DATA FOR THE TASK
# # # # # # #
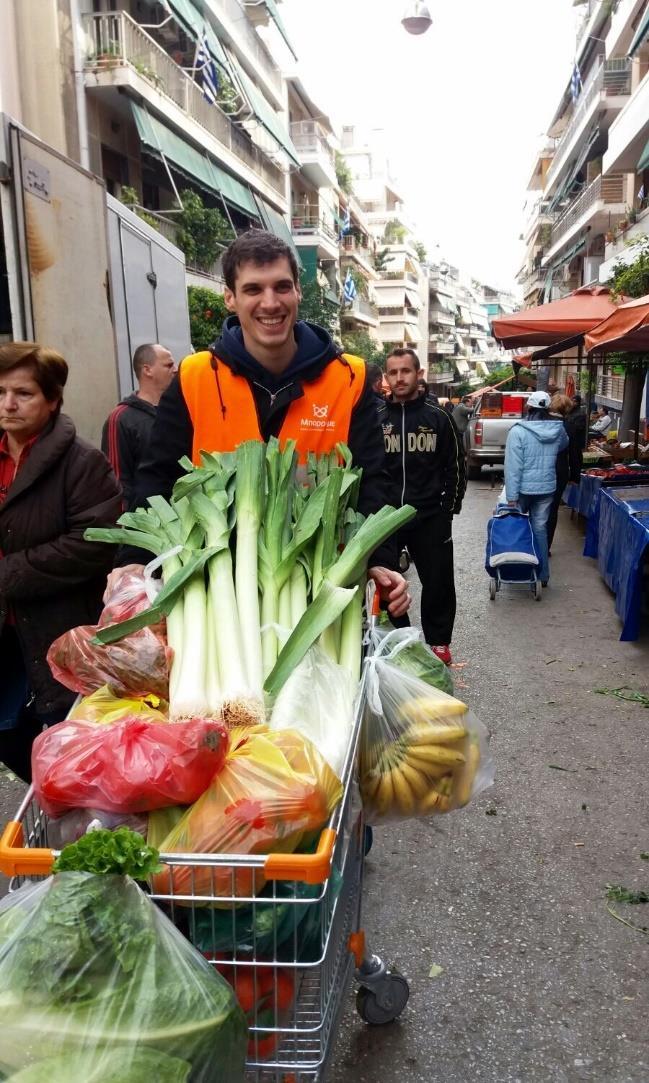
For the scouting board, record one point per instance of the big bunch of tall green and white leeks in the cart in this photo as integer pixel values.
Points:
(257, 567)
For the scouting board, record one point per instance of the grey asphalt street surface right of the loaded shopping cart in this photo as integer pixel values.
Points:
(498, 915)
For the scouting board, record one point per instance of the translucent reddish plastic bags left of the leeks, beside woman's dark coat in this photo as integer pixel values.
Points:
(136, 666)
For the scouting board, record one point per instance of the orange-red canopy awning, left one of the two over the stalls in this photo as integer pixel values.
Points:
(548, 324)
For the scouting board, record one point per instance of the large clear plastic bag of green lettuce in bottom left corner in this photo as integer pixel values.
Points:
(97, 986)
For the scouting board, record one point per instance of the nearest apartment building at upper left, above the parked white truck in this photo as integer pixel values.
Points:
(121, 87)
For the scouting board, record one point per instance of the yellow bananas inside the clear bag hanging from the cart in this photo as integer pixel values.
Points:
(430, 766)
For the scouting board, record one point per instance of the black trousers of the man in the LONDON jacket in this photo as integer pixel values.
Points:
(431, 544)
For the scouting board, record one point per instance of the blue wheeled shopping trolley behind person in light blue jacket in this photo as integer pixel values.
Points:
(512, 556)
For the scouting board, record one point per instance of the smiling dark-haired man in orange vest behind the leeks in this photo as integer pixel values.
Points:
(272, 375)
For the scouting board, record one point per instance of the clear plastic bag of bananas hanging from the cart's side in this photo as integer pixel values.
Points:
(422, 752)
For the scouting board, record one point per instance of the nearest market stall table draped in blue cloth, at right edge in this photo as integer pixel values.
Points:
(620, 543)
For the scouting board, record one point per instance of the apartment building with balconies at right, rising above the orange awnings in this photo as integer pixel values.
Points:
(591, 177)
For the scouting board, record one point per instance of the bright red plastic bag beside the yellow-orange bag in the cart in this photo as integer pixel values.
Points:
(133, 766)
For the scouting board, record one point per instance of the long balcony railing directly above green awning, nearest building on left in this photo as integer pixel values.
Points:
(116, 41)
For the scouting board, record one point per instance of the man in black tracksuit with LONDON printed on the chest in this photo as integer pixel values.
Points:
(426, 463)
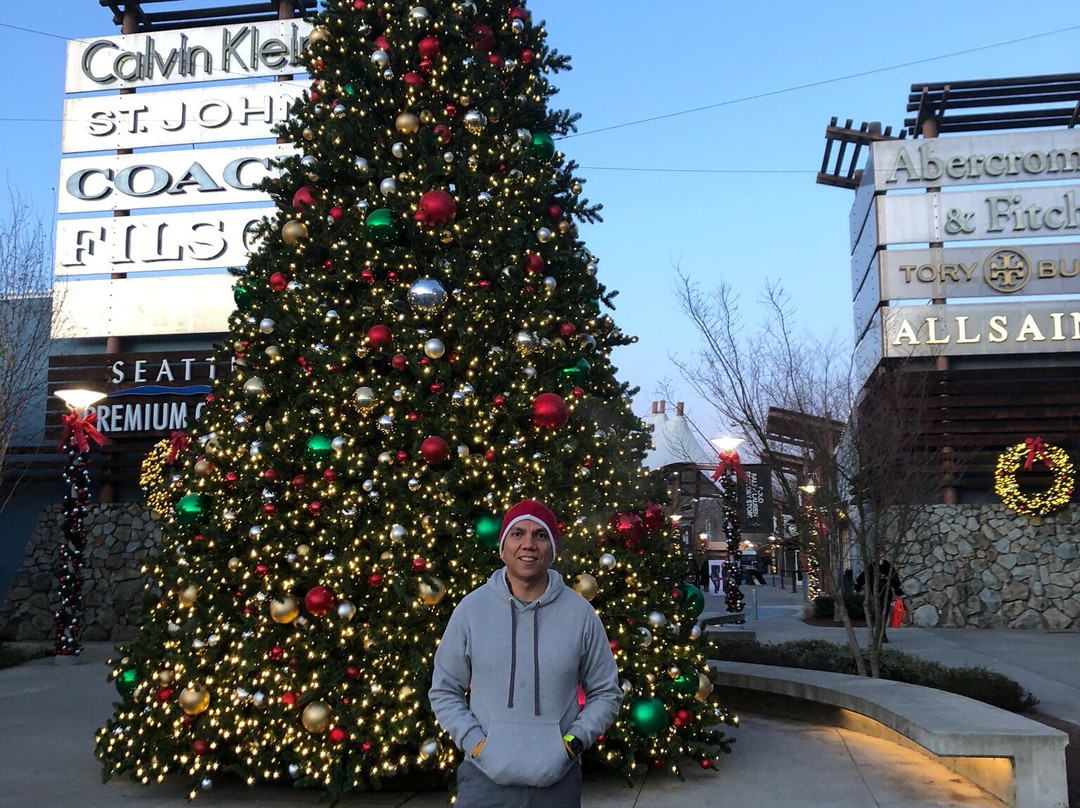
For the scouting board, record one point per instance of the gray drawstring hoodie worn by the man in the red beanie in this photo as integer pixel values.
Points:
(524, 663)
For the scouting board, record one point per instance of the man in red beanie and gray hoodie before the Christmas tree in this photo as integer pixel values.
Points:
(523, 643)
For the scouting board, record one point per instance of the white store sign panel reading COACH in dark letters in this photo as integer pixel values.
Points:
(168, 179)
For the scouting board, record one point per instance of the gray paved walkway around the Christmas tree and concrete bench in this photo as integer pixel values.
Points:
(49, 715)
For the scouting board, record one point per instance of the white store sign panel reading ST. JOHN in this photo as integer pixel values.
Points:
(177, 118)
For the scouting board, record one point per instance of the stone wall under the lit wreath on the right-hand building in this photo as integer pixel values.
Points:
(989, 568)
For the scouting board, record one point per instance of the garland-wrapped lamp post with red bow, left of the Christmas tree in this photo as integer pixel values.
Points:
(79, 430)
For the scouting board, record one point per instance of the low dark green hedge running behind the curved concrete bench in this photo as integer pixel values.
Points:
(819, 655)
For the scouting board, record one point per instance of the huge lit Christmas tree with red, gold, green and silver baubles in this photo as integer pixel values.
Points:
(418, 344)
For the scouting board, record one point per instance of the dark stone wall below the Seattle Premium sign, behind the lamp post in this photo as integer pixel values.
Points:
(121, 540)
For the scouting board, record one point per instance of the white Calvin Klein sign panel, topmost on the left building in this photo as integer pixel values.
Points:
(187, 56)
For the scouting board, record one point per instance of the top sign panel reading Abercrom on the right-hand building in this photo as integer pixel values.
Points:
(995, 159)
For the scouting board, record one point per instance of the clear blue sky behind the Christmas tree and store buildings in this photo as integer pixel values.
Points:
(723, 193)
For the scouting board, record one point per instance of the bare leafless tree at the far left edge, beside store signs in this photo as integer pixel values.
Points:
(25, 306)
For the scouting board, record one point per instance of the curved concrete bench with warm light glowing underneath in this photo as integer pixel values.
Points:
(1017, 760)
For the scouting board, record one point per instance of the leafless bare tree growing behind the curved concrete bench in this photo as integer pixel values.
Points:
(845, 456)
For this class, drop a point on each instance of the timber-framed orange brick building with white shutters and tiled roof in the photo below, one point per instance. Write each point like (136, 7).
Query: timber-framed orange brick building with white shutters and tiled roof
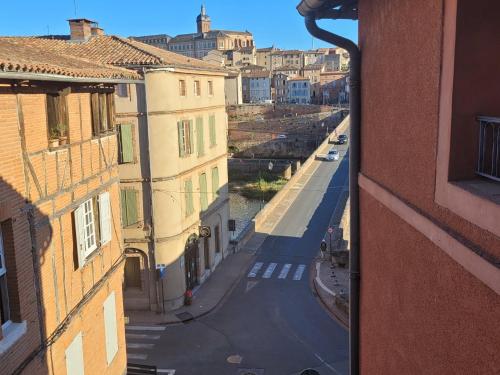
(61, 253)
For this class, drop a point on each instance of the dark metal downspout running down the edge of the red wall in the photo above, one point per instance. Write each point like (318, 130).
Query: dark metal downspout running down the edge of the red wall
(354, 169)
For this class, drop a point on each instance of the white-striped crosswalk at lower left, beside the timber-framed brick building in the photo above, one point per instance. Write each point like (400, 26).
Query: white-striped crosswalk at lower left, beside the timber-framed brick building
(141, 340)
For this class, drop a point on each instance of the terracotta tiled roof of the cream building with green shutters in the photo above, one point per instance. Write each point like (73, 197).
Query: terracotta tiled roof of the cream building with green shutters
(114, 50)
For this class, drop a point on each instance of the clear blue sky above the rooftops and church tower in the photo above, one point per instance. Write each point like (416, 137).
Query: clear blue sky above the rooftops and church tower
(271, 21)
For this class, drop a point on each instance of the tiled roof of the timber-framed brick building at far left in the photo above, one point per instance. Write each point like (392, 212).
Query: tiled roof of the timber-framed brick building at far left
(28, 55)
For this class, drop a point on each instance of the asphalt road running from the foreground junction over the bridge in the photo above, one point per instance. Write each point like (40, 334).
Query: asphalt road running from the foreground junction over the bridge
(271, 324)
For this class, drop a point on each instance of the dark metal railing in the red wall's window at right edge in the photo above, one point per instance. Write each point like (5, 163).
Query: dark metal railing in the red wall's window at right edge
(488, 164)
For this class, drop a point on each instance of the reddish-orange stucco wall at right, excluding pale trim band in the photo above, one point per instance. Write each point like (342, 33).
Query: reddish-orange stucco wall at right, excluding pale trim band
(421, 312)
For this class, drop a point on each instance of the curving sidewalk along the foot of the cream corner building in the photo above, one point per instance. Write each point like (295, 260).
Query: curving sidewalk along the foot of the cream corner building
(206, 297)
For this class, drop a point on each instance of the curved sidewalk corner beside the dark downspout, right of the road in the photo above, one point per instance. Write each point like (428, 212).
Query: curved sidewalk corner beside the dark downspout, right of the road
(330, 284)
# # # # # # #
Every line with the word "bare" in it should be copied from the listing above.

For the scouting board, record one point per instance of the bare leafless tree at the far left edge, beside store signs in this photo as integer pixel values.
For the scouting board, record one point per instance of the leafless bare tree growing behind the curved concrete bench in this photo as integer pixel values.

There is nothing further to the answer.